## Excerpt
-- BEGIN --

The Beaufort-Mackenzie region (Fig. 1) is an important frontier petroleum province that contains recoverable reserves estimated at 1.5 - 2 billion barrels of oil and 12 trillion cubic feet of natural gas in 53 significant discoveries (Dixon et al. 1994). The tectonic evolution of this region has played a vital role in establishing this oil and gas potential. Two principal stages of the regional tectonic history are particularly relevant. From at least the Late Jurassic to the Early Cretaceous (mid-Mesozoic), a period of rift faulting culminated in the formation of the Arctic continental margin (Embry and Dixon, 1990; Lane, 1997). Later, regional folding and faulting of latest Cretaceous and Tertiary age created additional traps for hydrocarbon accumulation (Lane and Dietrich, 1995; Lane, 1998).
Petroleum Potential
The Mackenzie Delta - Beaufort Sea region is widely considered to be one of the next major sources of conventional gas, required to satisfy projected increases in North American demand over the next decades. Important gas and oil accumulations are trapped in Mesozoic extensional structures, in particular the Eskimo Lakes Fault Zone, beneath Tuktoyaktuk Peninsula. For example, the Parsons Lake gas field (43, 44, 45; see Figure 2) contains 1.4 TCF of recoverable gas in two main pools, with subsidiary gas condensate and minor oil in a total of 13 separate prospects (Dixon et al. 1994).

-- END --

## Data
-- BEGIN --

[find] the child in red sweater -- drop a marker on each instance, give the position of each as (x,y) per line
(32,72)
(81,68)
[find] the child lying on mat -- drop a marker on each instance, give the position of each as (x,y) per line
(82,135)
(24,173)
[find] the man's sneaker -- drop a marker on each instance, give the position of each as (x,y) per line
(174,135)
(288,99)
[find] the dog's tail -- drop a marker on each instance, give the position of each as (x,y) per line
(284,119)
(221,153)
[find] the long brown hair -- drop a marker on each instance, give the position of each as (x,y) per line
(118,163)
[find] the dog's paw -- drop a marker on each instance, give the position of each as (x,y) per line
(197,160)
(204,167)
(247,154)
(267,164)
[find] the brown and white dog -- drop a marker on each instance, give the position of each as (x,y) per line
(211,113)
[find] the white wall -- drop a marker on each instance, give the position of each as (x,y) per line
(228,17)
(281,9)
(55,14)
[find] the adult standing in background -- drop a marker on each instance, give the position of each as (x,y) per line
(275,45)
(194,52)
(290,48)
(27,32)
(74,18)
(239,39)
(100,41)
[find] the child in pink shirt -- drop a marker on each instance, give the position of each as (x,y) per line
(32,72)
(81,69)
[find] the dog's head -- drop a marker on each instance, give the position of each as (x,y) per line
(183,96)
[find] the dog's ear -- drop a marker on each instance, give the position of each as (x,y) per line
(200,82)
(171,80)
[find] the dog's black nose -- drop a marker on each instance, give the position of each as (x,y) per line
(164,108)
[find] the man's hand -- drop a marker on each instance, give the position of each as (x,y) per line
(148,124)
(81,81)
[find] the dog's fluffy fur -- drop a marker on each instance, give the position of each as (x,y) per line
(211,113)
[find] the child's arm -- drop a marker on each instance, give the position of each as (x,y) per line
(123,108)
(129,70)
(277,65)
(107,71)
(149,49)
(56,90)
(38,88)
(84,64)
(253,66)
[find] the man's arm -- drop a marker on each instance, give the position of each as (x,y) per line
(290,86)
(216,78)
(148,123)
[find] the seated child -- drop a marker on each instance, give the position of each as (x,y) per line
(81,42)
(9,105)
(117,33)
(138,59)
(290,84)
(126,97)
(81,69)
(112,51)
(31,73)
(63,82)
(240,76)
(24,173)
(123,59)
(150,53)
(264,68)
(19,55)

-- END --

## Stated exercise A
Answer these from the Beaufort-Mackenzie excerpt:
(i) What volume of natural gas are the region's recoverable reserves estimated at, and in how many significant discoveries?
(ii) Which fault zone beneath Tuktoyaktuk Peninsula is named as trapping important gas and oil accumulations?
(iii) In how many separate prospects does the Parsons Lake gas field hold its gas, condensate and oil?
## Stated exercise B
Carry on the text about Beaufort-Mackenzie petroleum geology, starting right after its final sentence.

## Reply A
(i) 12 trillion cubic feet, in 53 significant discoveries.
(ii) The Eskimo Lakes Fault Zone.
(iii) 13.

## Reply B
The Atkinson Point oil discovery (12; Fig. 2) is also contained within the Mesozoic rifted zone beneath Tuktoyaktuk Peninsula.
Oil and gas accumulations also occur in the hinge areas of Tertiary anticlines. This important structural setting beneath the Delta includes the Garry-Niglintgak (28, 30; Fig. 2) and Kadluk-Netserk-Adgo structures (19, 20, 25; Fig. 2). Examples of similar structures in the far offshore include Nektoralik (2), Kopanoar (3) and Adlartok (24). Many other significant deposits occur adjacent to zones of secondary Tertiary normal faulting in a broad structural transition zone near the basin margin. This setting includes major deposits such as Amauligak (89), Taglu (29) and Tarsiut (22). The Tertiary structural evolution is synthesized in Lane and Dietrich (1995).
Ikhil (42, Fig. 2) is the only currently producing field, supplying gas to Inuvik for local consumption. It lies near a subsidiary fault parallel to the Eskimo Lakes Fault, but penetrates a Tertiary reservoir.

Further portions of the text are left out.